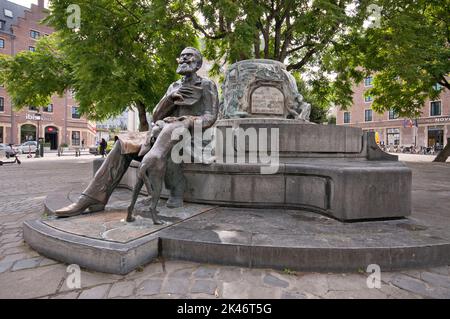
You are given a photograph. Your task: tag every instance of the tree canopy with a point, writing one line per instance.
(407, 52)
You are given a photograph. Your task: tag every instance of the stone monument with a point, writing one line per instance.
(281, 172)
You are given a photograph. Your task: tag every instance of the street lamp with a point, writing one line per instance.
(38, 118)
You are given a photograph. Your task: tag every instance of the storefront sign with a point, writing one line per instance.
(434, 120)
(33, 117)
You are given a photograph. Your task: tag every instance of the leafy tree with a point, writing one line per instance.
(299, 33)
(123, 54)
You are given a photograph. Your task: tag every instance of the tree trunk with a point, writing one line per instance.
(142, 112)
(444, 154)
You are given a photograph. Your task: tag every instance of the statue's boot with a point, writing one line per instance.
(84, 203)
(174, 202)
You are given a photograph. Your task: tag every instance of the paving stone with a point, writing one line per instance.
(275, 282)
(393, 292)
(346, 282)
(13, 245)
(15, 250)
(264, 293)
(316, 284)
(150, 287)
(4, 266)
(14, 235)
(293, 295)
(122, 289)
(98, 292)
(182, 273)
(175, 286)
(235, 290)
(436, 280)
(173, 265)
(67, 295)
(15, 257)
(27, 263)
(205, 272)
(91, 279)
(356, 294)
(47, 261)
(227, 274)
(419, 287)
(204, 286)
(202, 296)
(440, 270)
(253, 276)
(31, 283)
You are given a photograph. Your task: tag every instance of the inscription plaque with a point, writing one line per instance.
(267, 100)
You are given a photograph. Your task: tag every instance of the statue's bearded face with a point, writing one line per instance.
(188, 62)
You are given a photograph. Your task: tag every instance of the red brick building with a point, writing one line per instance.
(60, 121)
(432, 128)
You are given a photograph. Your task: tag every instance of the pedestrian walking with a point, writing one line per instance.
(103, 145)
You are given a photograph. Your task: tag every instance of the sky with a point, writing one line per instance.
(27, 3)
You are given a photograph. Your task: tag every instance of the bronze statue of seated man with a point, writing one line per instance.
(187, 100)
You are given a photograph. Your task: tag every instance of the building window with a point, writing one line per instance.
(393, 115)
(35, 34)
(75, 138)
(368, 115)
(393, 136)
(48, 108)
(346, 117)
(368, 99)
(435, 109)
(8, 13)
(75, 112)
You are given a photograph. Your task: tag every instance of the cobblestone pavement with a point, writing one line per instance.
(26, 274)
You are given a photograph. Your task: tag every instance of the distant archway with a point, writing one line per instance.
(27, 133)
(51, 137)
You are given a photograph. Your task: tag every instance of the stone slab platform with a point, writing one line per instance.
(275, 238)
(103, 241)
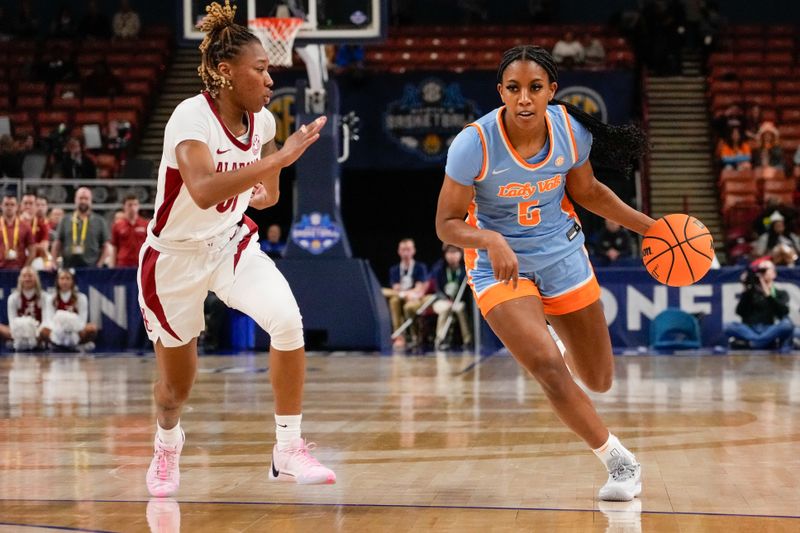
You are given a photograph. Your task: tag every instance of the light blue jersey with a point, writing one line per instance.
(523, 200)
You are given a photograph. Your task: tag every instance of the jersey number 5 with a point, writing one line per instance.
(230, 203)
(528, 214)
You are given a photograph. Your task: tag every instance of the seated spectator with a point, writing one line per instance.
(614, 243)
(76, 164)
(409, 284)
(768, 153)
(128, 235)
(274, 245)
(101, 81)
(764, 310)
(95, 24)
(775, 234)
(126, 22)
(53, 220)
(17, 241)
(25, 310)
(594, 50)
(10, 159)
(783, 255)
(448, 274)
(66, 315)
(64, 26)
(733, 152)
(752, 122)
(569, 51)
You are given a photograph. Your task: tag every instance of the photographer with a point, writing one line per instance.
(764, 310)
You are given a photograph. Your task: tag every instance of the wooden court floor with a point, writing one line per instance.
(425, 443)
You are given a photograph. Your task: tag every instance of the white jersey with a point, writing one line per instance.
(177, 216)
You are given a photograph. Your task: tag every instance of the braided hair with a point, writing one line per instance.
(224, 39)
(613, 146)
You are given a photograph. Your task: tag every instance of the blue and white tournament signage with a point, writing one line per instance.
(316, 233)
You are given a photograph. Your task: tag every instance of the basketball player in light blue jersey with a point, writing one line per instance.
(507, 174)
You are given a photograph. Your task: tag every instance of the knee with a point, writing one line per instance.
(286, 330)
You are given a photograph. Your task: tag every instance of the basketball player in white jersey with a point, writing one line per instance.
(219, 158)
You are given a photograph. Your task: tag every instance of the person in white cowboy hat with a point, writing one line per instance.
(768, 152)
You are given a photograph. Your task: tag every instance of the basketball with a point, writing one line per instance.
(678, 250)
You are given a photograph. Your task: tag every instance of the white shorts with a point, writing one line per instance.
(174, 282)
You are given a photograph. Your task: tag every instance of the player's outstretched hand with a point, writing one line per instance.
(504, 261)
(300, 140)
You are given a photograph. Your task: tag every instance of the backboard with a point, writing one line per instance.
(326, 21)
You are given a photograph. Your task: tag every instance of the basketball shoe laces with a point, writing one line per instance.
(620, 470)
(166, 462)
(302, 457)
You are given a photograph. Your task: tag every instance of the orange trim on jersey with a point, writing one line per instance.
(513, 151)
(574, 300)
(471, 254)
(501, 292)
(484, 147)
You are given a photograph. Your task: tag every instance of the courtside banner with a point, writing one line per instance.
(631, 299)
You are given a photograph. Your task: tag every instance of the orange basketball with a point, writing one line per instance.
(677, 250)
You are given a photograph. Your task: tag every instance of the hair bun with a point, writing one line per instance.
(217, 17)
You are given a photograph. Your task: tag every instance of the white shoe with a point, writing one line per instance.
(624, 480)
(163, 515)
(164, 474)
(298, 465)
(623, 517)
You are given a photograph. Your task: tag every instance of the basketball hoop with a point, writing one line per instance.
(277, 35)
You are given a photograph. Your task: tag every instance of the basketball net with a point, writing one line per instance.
(277, 35)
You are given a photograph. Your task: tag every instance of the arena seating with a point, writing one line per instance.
(38, 108)
(756, 64)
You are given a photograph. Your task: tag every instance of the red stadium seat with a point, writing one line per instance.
(90, 117)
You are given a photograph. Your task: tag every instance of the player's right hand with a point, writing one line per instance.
(300, 140)
(504, 261)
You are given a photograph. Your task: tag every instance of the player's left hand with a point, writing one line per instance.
(259, 199)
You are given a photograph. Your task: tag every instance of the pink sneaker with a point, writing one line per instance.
(164, 475)
(163, 515)
(296, 464)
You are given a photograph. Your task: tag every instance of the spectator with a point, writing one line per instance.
(776, 234)
(25, 310)
(17, 240)
(753, 120)
(613, 244)
(26, 25)
(128, 234)
(274, 245)
(449, 274)
(733, 151)
(82, 238)
(768, 154)
(764, 310)
(409, 283)
(594, 50)
(569, 51)
(53, 220)
(95, 24)
(76, 163)
(66, 315)
(10, 160)
(64, 26)
(101, 81)
(126, 22)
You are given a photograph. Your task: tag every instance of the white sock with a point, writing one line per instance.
(287, 428)
(612, 448)
(170, 437)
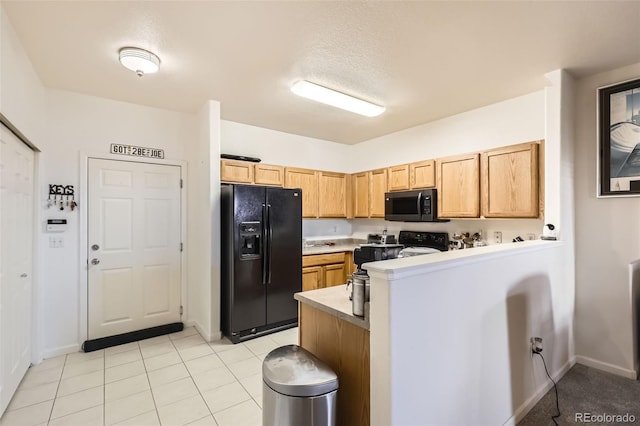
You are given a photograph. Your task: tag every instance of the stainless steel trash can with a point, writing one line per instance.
(297, 389)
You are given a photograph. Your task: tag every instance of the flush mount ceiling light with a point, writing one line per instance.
(327, 96)
(139, 61)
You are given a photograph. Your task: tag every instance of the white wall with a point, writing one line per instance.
(510, 122)
(22, 102)
(77, 126)
(280, 148)
(505, 123)
(607, 240)
(21, 92)
(450, 338)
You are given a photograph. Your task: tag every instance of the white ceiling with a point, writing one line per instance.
(424, 60)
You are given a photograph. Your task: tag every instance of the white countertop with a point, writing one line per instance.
(415, 264)
(334, 301)
(328, 249)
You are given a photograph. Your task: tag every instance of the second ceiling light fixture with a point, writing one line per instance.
(337, 99)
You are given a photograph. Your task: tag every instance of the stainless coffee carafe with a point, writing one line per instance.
(360, 289)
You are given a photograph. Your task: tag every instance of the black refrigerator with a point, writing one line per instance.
(261, 252)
* * *
### Exercise description
Present all of the data above as a numbered list, with one line per item. Leave out any blank lines and the pictures.

### Exercise solution
1. You are given a photograph. Your task: tag every instance of the tree canopy with a point, writing one line per instance.
2. (407, 52)
3. You are given a photograph. Your task: tag every instance of the stone monument with a point, writing one line per instance.
4. (281, 172)
5. You are given a photograph. Your task: tag every instance of the street lamp with a point, writing one line per instance.
6. (38, 118)
7. You are given a photograph. Your task: tag every instance of the storefront sign with a point, writing one line per instance.
8. (434, 120)
9. (33, 117)
10. You are given a photograph. Your task: tag every instance of the leafy tree with a point, writing one line per instance.
11. (299, 33)
12. (123, 54)
13. You are given a photograph. Your task: tag every instance of the tree trunk with a point, writing one line per instance.
14. (142, 112)
15. (444, 154)
16. You are given a photograph. Your task: tag every instance of the statue's boot with a point, writing one line per instance.
17. (84, 203)
18. (174, 202)
19. You are given a photograph. Your task: tag every instance of the paving stone with a point, writing one line per instance.
20. (275, 282)
21. (393, 292)
22. (346, 282)
23. (13, 245)
24. (15, 250)
25. (264, 293)
26. (316, 284)
27. (150, 287)
28. (4, 266)
29. (14, 235)
30. (293, 295)
31. (122, 289)
32. (98, 292)
33. (182, 273)
34. (175, 286)
35. (235, 290)
36. (436, 280)
37. (173, 265)
38. (67, 295)
39. (15, 257)
40. (27, 263)
41. (205, 272)
42. (91, 279)
43. (356, 294)
44. (47, 261)
45. (227, 274)
46. (419, 287)
47. (204, 286)
48. (202, 296)
49. (440, 270)
50. (253, 276)
51. (31, 283)
52. You are given a photograph. Your task: tag every instance of the inscription plaque with a point, writing one line per instance.
53. (267, 100)
54. You are given a photograph. Your task: tag every instance of the statue's bearded face with a point, writing one line per instance.
55. (188, 62)
56. You are given a photograph. Your task: tag every instance of the red brick building with a point, writing one line per instance.
57. (60, 121)
58. (432, 128)
59. You are given a photograph. Your task: tag every instance of the pedestrian walking with a point, writing one line per instance.
60. (103, 145)
61. You are given a photograph. Your task: tag every instance of the sky with a point, writing one line per instance.
62. (27, 3)
63. You are given a photograph. Your task: tag every instance of the bronze statue of seated man with a point, writing one line per instance.
64. (187, 100)
65. You are given a photograph. Your task: tag every instance of the building window with a point, writing one line per instance.
66. (393, 115)
67. (35, 34)
68. (75, 138)
69. (368, 115)
70. (393, 136)
71. (48, 108)
72. (346, 117)
73. (368, 99)
74. (435, 109)
75. (8, 13)
76. (75, 112)
77. You are given a photograph. Your task: tag every instance of the cobblestone pavement with a point, writing one line per instance.
78. (26, 274)
79. You are given a photograph. Your task: tag every instance of the distant archway with a point, writing one line per instance.
80. (27, 133)
81. (51, 137)
82. You are given a photograph. Your task: tag every instance of the stone slab platform with a point, writing one line per instance.
83. (275, 238)
84. (103, 241)
85. You are given a photograph. Your task: tag every instance of the light blue jersey with a point, writing one line per instance.
86. (523, 200)
87. You are given a photograph. Your task: tag every instance of the jersey number 5 with a point, writing one line per instance.
88. (230, 203)
89. (528, 214)
90. You are given a photograph. Your task: tag every instance of the seated spectator with a point, writing one line per instance.
91. (614, 243)
92. (76, 164)
93. (409, 284)
94. (768, 153)
95. (128, 235)
96. (274, 245)
97. (101, 81)
98. (764, 310)
99. (95, 24)
100. (775, 234)
101. (126, 22)
102. (53, 220)
103. (17, 241)
104. (25, 310)
105. (594, 50)
106. (10, 159)
107. (783, 255)
108. (448, 274)
109. (66, 315)
110. (64, 26)
111. (733, 152)
112. (752, 122)
113. (569, 51)
114. You are given a photograph. Your task: tag every instance of the photographer with a point, writing one line per instance.
115. (764, 310)
116. You are given a photograph. Your task: tag every instance of the wooden court floor with a point, writing one line per instance.
117. (425, 443)
118. You are given a photograph. Your task: tag every instance of the white jersey with a point, writing one line per instance.
119. (177, 216)
120. You are given a photograph. Your task: tag every instance of the braided hair with a point, writing one line per instance.
121. (224, 39)
122. (613, 146)
123. You are given a photograph. Your task: tag every instance of the blue and white tournament signage with a point, writing one line per instance.
124. (316, 233)
125. You are given a photograph. Your task: tag every instance of the basketball player in light blue jersey with a point, writing one line per instance.
126. (507, 174)
127. You are given a photograph. Your task: tag every instance of the knee with a point, writing one line per instance.
128. (286, 330)
129. You are given a photograph. Your task: tag every instance of the basketball player in white jersey with a point, writing one line per instance.
130. (219, 158)
131. You are given a photograph. Your task: tag every instance of the person in white cowboy hat with a point, writing one line per instance.
132. (768, 152)
133. You are given a photograph. Your task: tag every instance of the basketball with a point, writing one line per instance.
134. (678, 250)
135. You are given a photograph. Your task: tag every instance of the white shorts with a point, writing one line per instance.
136. (174, 282)
137. You are given a photograph. Your task: tag every instance of the player's outstretched hand with a point, writing one line per instance.
138. (504, 261)
139. (300, 140)
140. You are given a photograph. Your task: tag every instance of the backboard with a point, writing one line per instance.
141. (326, 21)
142. You are given a photograph. Your task: tag every instance of the basketball shoe laces with a point, writing one line per instance.
143. (620, 470)
144. (166, 462)
145. (302, 457)
146. You are given a photograph. Your task: tag every instance of the orange trim on jersey with a point, writing one line per instance.
147. (513, 151)
148. (574, 300)
149. (471, 254)
150. (501, 292)
151. (484, 147)
152. You are given a photograph. Your task: tag every instance of the courtside banner with a point, writing one line per instance.
153. (631, 299)
154. You are given a photograph. Your task: tag every instance of the orange basketball with a point, writing one line per instance.
155. (677, 250)
156. You are given a photograph. Your task: tag every instance of the hair bun with a point, writing one line per instance.
157. (217, 17)
158. You are given a photograph. Your task: tag every instance of the white shoe with a point, writing one line per instance.
159. (624, 480)
160. (163, 515)
161. (164, 474)
162. (298, 465)
163. (623, 517)
164. You are given a photograph. Your task: tag every instance of the basketball hoop with a point, writing one line per instance.
165. (277, 35)
166. You are given a photograph. Your task: tag every instance of the basketball net with a point, writing one line per instance.
167. (277, 35)
168. You are given a photograph. Your task: tag every instance of the arena seating with a point, writing one line per instance.
169. (38, 108)
170. (756, 64)
171. You are given a photograph. Your task: tag every instance of the red stadium seat with a point, writing one line per instance.
172. (90, 117)
173. You are given a photograph. Your task: tag every instance of the player's right hand with a point, writing one line per instance.
174. (300, 140)
175. (504, 261)
176. You are given a photograph. Your task: tag every instance of the player's left hand with a point, writing one line per instance.
177. (259, 199)
178. You are given a photograph. Your task: tag every instance of the pink sneaker with a point, writing one line per instance.
179. (164, 475)
180. (163, 515)
181. (296, 464)
182. You are given a photograph. Your task: tag every instance of the spectator with a point, writing one line per instance.
183. (776, 234)
184. (25, 310)
185. (17, 240)
186. (753, 120)
187. (613, 244)
188. (26, 25)
189. (128, 234)
190. (274, 245)
191. (449, 274)
192. (733, 151)
193. (82, 238)
194. (768, 154)
195. (764, 310)
196. (409, 283)
197. (594, 50)
198. (569, 51)
199. (53, 220)
200. (95, 24)
201. (76, 163)
202. (66, 315)
203. (10, 160)
204. (64, 26)
205. (101, 81)
206. (126, 22)
207. You are given a photograph. Your task: tag every instance of the white sock with a point, writing one line per instance.
208. (287, 428)
209. (612, 448)
210. (170, 437)
211. You are given a photograph. Your task: tag every instance of the stainless steel trash can with a point, writing one line per instance.
212. (297, 389)
213. You are given a photograph. Your task: tag every instance of the flush mount ceiling light with a point, writing one line per instance.
214. (327, 96)
215. (139, 61)
216. You are given a photograph. Your task: tag every instance of the white wall with a point, writing one line per instance.
217. (510, 122)
218. (22, 102)
219. (77, 126)
220. (280, 148)
221. (505, 123)
222. (607, 240)
223. (21, 92)
224. (450, 338)
225. You are given a photograph. Your task: tag every instance of the white ceiling with a point, writing one line per instance.
226. (424, 60)
227. You are given a photograph. Your task: tag every instance of the white countertop with a point, writing one line per instance.
228. (415, 264)
229. (334, 301)
230. (328, 249)
231. You are given a photograph. Your task: tag every instance of the second ceiling light fixture with a point, writing one line per instance.
232. (337, 99)
233. You are given a photograph. Your task: tag every instance of the stainless coffee carafe with a point, writing one line per instance.
234. (360, 289)
235. You are given a photograph. Your task: tag every instance of the black refrigerator with a point, writing one line per instance.
236. (261, 252)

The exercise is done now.